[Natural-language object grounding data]
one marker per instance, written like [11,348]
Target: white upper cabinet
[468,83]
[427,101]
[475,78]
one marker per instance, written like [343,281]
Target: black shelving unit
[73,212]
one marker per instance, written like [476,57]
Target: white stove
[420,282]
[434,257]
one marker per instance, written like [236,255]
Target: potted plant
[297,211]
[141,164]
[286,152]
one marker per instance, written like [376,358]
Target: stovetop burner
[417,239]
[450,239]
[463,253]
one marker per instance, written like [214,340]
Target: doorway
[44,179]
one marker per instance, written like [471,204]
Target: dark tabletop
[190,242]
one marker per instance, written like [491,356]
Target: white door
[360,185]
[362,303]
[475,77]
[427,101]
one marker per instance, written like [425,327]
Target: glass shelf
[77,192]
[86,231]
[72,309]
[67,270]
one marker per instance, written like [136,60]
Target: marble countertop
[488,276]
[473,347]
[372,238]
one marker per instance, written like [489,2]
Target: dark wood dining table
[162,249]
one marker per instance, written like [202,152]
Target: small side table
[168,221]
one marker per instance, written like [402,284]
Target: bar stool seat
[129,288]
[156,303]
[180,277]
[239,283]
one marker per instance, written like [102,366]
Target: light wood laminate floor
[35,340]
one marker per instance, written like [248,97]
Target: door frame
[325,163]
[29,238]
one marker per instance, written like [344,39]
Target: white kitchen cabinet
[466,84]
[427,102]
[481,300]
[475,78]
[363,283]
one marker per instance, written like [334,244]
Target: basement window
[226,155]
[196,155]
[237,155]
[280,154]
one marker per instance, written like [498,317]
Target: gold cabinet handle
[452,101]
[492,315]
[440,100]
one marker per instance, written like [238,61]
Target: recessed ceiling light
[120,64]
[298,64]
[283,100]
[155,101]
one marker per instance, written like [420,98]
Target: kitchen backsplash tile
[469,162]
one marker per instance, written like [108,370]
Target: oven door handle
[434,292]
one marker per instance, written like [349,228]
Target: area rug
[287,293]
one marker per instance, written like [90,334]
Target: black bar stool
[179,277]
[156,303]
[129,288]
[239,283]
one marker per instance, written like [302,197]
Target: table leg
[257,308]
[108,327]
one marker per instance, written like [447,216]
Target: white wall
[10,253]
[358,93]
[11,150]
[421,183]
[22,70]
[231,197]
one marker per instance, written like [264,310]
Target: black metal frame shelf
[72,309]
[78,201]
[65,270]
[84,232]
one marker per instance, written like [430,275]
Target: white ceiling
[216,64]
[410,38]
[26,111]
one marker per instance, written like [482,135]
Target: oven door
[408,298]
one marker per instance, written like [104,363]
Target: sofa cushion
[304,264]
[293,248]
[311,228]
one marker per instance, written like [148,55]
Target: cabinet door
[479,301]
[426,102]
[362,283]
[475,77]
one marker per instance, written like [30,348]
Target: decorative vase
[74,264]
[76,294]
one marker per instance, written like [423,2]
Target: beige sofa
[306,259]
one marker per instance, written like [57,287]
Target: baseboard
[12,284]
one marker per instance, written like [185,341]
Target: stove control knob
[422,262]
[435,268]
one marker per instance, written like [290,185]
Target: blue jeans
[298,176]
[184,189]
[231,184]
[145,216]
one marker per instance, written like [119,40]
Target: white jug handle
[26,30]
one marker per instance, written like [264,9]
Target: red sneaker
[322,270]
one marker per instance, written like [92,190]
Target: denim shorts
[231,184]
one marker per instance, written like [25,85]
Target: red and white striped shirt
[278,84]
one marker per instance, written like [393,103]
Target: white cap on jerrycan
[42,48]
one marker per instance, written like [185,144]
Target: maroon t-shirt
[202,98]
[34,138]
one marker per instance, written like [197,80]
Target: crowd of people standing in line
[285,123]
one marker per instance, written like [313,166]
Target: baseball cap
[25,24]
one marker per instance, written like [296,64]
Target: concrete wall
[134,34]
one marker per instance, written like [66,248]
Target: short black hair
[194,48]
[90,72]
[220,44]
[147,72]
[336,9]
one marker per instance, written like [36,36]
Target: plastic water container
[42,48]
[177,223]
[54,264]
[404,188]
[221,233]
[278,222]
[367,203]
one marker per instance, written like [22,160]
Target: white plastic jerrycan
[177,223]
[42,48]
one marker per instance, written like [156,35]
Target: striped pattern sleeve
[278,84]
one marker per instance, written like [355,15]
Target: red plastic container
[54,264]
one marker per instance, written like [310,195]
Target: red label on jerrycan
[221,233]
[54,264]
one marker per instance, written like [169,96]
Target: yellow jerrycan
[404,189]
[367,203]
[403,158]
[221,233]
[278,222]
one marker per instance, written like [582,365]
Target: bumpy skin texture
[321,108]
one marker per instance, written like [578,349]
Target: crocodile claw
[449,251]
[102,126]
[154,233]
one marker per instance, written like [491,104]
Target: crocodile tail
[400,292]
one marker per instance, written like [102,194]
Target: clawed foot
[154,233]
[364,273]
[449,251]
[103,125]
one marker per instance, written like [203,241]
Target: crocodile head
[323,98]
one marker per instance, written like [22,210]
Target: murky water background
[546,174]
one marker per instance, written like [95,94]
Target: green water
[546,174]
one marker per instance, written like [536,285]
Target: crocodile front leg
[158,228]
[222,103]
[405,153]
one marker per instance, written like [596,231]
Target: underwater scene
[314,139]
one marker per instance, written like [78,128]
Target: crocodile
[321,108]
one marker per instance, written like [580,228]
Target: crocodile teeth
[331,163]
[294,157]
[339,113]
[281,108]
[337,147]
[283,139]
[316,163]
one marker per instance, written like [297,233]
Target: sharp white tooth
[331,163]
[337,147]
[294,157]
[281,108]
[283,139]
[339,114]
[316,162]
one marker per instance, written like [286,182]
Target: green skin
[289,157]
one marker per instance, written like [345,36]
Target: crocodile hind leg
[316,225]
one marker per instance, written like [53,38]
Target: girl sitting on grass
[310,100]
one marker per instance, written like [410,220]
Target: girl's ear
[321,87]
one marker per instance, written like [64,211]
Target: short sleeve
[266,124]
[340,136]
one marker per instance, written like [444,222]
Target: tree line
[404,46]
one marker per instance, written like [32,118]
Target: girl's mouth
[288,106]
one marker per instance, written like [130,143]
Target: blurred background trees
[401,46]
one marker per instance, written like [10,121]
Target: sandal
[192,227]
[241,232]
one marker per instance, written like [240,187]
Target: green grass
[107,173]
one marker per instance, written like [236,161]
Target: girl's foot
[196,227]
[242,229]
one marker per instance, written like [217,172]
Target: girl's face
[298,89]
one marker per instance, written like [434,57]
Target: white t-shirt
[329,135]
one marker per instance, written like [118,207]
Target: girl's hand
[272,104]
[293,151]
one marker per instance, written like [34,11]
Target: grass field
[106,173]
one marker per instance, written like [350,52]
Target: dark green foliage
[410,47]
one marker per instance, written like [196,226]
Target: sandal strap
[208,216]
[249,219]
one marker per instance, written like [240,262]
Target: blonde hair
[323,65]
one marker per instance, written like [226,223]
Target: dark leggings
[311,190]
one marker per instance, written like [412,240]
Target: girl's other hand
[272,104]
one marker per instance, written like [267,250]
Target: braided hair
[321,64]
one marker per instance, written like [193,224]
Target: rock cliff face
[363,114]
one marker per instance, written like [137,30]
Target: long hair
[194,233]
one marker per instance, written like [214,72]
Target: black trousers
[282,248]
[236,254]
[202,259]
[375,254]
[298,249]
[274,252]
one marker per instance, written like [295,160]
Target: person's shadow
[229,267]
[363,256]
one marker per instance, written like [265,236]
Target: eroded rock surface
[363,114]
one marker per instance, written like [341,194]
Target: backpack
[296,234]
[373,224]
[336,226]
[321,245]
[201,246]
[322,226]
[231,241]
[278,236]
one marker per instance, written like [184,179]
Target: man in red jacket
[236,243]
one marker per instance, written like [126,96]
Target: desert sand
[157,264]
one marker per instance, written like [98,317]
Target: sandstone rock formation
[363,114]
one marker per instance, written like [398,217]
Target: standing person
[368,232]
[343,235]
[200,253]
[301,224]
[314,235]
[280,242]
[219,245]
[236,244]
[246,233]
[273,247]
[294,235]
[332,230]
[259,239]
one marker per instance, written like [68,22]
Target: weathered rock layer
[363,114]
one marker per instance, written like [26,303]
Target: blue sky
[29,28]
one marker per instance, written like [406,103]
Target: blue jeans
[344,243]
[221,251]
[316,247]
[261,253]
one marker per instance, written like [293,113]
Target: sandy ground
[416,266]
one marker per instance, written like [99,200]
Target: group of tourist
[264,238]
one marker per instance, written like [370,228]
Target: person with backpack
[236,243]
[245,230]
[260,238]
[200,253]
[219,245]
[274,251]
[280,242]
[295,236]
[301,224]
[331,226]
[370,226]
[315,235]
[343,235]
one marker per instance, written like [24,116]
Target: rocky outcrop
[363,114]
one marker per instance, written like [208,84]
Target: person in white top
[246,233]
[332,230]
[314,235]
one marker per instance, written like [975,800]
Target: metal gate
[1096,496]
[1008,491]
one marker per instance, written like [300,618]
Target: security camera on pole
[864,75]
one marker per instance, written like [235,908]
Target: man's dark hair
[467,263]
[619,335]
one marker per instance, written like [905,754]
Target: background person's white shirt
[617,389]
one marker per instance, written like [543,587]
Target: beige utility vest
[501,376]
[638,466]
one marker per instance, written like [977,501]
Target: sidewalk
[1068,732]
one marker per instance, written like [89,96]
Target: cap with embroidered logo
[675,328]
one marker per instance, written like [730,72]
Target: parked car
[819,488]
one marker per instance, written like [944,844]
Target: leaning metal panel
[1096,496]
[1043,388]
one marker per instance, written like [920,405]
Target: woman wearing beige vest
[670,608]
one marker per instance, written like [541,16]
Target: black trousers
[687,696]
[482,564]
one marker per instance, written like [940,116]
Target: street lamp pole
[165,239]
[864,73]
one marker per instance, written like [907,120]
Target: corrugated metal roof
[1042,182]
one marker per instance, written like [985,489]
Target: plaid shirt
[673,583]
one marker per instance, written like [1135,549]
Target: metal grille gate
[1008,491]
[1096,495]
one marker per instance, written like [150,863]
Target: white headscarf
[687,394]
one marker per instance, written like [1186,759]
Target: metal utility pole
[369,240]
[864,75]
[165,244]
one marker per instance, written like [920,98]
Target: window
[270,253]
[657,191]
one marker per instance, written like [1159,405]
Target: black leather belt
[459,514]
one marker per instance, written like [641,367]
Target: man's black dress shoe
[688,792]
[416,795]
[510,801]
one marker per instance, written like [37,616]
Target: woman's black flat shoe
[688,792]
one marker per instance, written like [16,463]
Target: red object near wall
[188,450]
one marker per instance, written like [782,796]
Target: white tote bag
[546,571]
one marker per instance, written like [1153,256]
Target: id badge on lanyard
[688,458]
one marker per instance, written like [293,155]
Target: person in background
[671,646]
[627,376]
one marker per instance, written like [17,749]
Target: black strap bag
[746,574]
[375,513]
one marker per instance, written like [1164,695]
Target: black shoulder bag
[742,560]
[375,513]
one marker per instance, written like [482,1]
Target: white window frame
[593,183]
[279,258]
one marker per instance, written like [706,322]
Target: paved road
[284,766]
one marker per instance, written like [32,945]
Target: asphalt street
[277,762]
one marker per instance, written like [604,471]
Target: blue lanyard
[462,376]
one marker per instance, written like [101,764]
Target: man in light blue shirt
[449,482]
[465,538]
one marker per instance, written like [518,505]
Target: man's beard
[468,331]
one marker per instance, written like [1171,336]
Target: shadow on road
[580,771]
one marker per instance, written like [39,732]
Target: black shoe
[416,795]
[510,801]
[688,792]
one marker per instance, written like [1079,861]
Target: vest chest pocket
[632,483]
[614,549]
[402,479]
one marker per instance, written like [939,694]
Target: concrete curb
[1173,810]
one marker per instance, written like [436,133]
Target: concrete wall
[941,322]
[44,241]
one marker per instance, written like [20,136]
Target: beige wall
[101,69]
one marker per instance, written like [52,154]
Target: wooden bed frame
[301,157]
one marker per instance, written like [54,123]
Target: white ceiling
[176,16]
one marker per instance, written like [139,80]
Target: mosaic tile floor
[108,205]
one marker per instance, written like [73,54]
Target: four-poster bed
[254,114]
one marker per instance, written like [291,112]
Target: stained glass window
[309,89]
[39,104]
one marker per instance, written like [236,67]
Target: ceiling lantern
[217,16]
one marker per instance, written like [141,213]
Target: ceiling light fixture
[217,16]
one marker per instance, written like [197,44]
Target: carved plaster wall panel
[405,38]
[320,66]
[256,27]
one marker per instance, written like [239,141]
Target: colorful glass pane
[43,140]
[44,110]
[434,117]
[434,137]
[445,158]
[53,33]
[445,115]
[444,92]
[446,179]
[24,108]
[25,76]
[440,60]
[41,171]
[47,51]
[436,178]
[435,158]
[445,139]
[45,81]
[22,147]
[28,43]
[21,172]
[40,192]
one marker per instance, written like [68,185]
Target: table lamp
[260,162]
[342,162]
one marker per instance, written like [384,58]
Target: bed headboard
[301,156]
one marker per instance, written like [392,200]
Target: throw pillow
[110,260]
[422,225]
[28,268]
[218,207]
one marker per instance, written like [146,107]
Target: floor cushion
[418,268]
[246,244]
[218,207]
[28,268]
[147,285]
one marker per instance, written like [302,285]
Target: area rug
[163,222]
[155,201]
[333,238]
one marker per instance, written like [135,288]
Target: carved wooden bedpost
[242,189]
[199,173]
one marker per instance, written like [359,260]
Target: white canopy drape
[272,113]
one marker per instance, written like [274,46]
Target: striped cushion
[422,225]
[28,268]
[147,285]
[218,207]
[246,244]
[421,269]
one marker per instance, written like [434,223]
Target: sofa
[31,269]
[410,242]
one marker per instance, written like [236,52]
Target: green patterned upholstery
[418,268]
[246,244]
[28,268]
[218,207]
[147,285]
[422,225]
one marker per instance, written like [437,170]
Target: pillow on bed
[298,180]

[Aim of the exercise]
Starting with the first line of the records, repeat every line up to and including the one containing "one marker per instance, written like [236,255]", and nothing else.

[Exercise result]
one marker per instance, written like [11,348]
Target: white upper cabinet
[468,83]
[427,101]
[475,78]
one marker per instance, written like [343,281]
Target: black shelving unit
[73,212]
one marker per instance, written like [476,57]
Target: white stove
[420,282]
[434,257]
one marker per instance, written like [236,255]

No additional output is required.